◆ INFORMATION PROVIDED
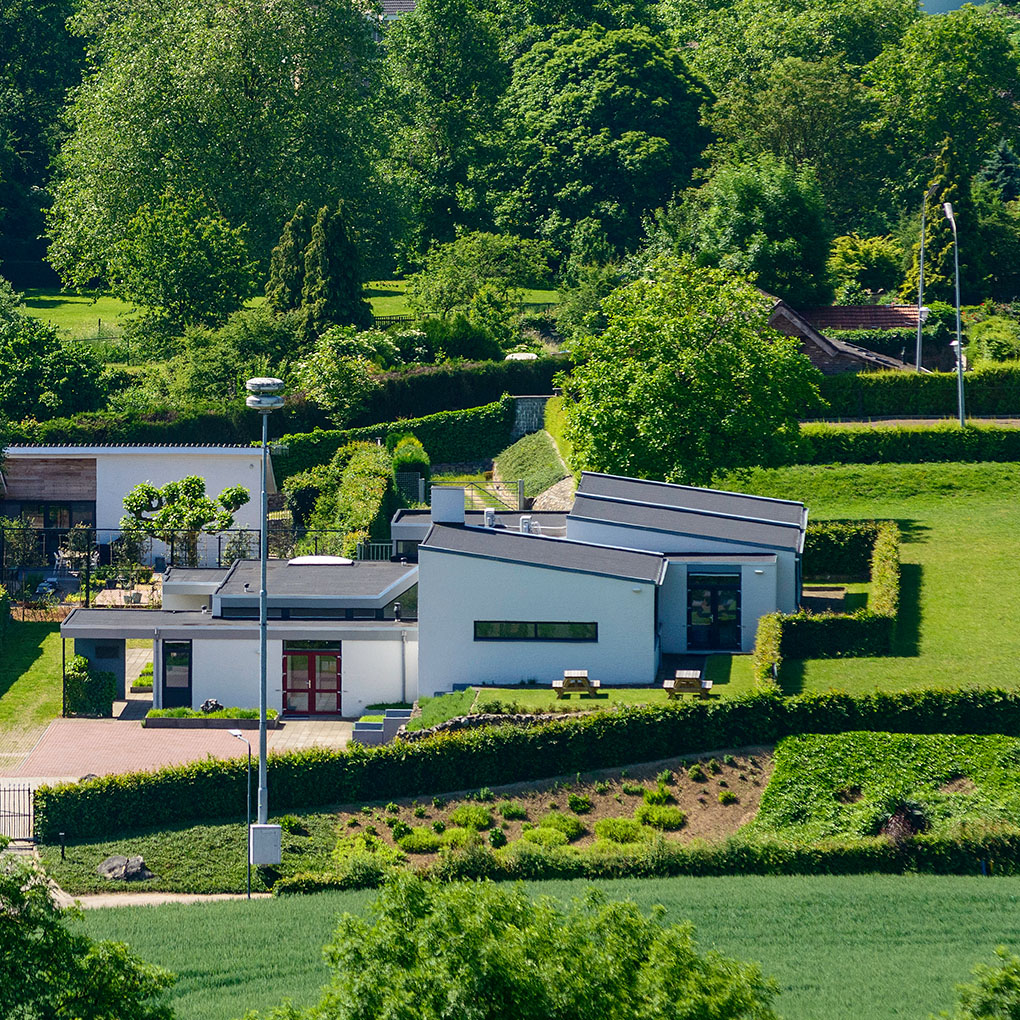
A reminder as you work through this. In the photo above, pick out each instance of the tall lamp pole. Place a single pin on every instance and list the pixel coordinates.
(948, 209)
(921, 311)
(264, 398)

==

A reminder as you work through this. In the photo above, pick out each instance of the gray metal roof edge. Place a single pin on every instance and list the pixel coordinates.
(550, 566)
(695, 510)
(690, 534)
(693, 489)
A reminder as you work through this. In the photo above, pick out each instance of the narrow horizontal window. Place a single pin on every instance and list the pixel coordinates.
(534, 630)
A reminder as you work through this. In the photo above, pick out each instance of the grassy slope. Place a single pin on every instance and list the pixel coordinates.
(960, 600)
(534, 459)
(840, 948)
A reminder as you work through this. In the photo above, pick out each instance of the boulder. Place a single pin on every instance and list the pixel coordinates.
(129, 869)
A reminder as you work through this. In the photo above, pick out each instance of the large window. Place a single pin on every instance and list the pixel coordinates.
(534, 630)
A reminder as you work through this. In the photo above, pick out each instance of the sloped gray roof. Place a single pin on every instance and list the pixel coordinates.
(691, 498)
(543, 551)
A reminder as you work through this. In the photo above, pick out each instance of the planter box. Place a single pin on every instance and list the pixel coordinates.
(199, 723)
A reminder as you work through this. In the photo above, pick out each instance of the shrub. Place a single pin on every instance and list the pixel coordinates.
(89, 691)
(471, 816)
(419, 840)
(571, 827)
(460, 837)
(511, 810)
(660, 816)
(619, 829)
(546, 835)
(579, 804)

◆ PROBLEM TO WORK ON
Please pull out every line of the material above that contains the word "gray" and copy each of those lines in full.

◆ RESPONSE TO THE TASK
A reminder as you work through this. In the photo above, pick out each instance of the gray metal roof edge. Place a single pin on every instance and list the pixel coordinates.
A reminder as you work through this. In the photo above, pick out each instance of the sloped gray roof. Place a single pin on every instance and list the pixel coordinates.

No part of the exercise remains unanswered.